Items from a dataset:
※ ※ ※

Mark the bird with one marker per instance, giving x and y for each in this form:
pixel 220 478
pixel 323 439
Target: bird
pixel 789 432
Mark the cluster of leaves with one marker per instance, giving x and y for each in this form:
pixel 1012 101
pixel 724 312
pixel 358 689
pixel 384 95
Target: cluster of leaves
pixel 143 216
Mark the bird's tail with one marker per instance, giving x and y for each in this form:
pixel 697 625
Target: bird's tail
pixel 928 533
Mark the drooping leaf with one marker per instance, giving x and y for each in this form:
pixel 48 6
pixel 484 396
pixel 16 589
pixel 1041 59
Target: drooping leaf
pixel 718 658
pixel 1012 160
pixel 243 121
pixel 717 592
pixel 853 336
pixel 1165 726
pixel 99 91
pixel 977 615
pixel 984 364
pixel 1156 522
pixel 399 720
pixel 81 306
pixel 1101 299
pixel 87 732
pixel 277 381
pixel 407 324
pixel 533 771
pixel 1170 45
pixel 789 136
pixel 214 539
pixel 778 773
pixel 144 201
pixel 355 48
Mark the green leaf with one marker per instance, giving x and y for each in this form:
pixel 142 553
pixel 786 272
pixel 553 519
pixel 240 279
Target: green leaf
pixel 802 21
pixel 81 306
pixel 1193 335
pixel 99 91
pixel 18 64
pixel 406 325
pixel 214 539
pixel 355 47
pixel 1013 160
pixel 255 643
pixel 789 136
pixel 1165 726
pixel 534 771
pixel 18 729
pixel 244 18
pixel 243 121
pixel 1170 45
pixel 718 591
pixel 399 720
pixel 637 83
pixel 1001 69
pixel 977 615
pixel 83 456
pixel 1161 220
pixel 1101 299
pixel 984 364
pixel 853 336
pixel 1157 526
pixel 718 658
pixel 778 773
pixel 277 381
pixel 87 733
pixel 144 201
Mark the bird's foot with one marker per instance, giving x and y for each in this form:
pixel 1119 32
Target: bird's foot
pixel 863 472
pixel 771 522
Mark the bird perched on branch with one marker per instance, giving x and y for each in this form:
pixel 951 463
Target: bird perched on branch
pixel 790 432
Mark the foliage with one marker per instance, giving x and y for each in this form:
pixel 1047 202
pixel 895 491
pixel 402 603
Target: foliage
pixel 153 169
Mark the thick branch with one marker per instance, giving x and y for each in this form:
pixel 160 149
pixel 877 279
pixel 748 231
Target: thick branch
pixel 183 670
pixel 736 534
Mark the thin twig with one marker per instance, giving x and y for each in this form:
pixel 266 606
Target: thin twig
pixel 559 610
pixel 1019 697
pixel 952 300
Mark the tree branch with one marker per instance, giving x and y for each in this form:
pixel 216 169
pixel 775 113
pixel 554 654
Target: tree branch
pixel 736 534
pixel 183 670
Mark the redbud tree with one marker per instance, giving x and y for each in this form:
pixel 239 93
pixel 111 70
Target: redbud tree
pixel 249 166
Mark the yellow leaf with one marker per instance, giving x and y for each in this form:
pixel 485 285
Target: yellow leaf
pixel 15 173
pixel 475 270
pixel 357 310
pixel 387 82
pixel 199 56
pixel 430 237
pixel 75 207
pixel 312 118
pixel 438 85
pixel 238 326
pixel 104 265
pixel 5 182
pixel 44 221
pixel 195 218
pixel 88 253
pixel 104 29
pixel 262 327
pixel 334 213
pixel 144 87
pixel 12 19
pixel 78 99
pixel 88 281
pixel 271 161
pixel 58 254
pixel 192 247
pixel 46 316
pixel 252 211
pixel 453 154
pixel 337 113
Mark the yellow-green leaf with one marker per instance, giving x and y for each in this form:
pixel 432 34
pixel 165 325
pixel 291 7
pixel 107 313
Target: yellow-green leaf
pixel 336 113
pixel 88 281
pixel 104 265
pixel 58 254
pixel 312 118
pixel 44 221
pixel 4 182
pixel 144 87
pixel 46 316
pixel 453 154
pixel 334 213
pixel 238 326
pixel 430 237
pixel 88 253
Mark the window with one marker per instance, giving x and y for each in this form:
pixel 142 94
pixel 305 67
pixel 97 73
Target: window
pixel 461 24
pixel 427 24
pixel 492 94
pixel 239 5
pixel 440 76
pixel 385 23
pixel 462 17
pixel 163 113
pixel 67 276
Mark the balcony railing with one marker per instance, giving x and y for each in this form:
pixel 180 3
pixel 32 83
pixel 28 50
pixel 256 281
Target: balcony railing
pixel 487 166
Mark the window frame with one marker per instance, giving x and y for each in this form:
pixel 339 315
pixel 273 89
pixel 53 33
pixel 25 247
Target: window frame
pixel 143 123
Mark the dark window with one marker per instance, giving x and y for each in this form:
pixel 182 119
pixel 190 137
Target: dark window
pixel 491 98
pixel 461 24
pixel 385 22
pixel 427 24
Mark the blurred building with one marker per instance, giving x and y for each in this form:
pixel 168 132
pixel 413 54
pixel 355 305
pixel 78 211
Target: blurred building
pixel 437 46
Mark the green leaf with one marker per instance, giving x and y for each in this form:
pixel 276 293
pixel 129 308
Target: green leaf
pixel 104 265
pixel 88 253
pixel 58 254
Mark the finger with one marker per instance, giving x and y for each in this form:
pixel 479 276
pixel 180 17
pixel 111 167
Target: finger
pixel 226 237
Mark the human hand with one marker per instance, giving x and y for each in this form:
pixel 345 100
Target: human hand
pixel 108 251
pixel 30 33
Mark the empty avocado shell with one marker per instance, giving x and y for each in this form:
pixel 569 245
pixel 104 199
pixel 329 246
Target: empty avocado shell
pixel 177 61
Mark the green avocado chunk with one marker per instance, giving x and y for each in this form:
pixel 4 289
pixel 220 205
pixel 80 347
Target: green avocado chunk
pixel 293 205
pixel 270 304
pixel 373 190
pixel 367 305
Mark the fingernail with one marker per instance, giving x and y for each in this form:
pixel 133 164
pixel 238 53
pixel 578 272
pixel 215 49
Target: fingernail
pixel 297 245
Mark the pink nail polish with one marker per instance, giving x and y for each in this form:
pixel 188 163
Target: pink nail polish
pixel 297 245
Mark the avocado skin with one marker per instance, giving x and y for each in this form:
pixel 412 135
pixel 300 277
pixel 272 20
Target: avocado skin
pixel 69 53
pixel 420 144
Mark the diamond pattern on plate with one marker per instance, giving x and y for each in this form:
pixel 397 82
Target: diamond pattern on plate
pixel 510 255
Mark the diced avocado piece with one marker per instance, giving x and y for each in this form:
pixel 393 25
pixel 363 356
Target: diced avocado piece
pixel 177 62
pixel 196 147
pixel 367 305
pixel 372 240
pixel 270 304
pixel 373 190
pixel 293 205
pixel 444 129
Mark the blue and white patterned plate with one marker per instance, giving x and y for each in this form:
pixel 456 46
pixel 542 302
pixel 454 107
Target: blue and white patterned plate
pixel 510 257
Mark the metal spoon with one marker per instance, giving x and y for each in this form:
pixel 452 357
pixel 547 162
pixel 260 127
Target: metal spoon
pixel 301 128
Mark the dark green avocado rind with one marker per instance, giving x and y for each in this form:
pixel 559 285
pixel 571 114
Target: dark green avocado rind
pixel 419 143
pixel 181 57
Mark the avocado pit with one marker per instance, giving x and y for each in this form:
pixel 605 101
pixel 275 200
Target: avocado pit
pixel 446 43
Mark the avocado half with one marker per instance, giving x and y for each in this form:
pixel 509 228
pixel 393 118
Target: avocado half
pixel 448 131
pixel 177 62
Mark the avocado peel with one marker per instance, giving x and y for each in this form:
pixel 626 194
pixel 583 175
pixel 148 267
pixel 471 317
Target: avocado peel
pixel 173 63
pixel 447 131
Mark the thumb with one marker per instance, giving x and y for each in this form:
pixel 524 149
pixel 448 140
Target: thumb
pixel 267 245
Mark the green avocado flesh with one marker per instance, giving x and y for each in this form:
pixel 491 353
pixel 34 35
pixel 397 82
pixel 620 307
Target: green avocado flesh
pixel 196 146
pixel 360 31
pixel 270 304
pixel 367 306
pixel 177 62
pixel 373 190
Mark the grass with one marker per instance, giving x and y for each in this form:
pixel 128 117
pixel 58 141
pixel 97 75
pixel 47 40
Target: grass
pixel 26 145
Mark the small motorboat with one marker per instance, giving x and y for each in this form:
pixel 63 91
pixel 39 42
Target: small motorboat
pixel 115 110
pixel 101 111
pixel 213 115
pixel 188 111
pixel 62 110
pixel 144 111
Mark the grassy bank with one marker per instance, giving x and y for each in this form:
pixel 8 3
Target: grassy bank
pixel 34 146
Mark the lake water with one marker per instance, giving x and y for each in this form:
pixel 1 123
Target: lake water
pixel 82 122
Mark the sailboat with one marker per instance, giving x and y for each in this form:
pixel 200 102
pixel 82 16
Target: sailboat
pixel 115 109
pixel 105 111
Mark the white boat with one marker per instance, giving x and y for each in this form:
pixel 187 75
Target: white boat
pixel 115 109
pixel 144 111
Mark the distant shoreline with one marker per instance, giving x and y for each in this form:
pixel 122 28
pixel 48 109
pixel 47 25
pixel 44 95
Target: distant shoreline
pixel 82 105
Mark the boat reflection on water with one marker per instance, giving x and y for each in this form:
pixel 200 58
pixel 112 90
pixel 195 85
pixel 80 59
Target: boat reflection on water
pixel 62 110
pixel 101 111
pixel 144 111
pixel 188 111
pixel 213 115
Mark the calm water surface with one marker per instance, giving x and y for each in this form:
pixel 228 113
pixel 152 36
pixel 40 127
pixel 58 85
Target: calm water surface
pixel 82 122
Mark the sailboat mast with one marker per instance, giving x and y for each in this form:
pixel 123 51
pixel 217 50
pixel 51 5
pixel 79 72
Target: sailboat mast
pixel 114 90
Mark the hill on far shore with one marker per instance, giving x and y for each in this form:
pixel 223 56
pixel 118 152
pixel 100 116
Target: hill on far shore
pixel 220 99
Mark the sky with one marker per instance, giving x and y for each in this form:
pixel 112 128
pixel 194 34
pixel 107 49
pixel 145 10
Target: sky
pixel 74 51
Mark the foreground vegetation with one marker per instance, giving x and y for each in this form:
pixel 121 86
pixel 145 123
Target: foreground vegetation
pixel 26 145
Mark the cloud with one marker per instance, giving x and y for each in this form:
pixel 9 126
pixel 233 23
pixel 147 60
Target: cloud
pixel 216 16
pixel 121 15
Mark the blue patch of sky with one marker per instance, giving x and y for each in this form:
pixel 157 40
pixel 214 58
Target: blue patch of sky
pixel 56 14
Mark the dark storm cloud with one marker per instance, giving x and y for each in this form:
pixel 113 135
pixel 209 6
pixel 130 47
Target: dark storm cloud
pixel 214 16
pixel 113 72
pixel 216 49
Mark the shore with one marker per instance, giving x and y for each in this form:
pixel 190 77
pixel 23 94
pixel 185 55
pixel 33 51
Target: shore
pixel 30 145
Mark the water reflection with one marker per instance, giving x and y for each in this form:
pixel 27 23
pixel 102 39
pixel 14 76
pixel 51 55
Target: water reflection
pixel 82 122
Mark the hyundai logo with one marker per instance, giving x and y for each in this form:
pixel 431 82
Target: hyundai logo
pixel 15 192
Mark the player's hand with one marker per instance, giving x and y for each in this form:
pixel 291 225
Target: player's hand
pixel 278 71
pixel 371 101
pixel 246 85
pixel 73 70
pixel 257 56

※ ※ ※

Could you transcribe the entries above word for word, from the line with "pixel 266 606" down to the line with "pixel 485 285", keeping both?

pixel 266 606
Target: thin twig
pixel 559 610
pixel 1019 697
pixel 952 300
Mark the tree branch with one marker per instance, giving x and y for each in this form:
pixel 216 169
pixel 775 113
pixel 554 654
Target: tree branch
pixel 736 534
pixel 183 670
Mark the redbud tree with one marker per instance, giving x and y for each in this form:
pixel 239 93
pixel 111 70
Target: redbud tree
pixel 249 166
Mark the yellow leaf with one marker per instance, giving x and y for each in this form:
pixel 485 285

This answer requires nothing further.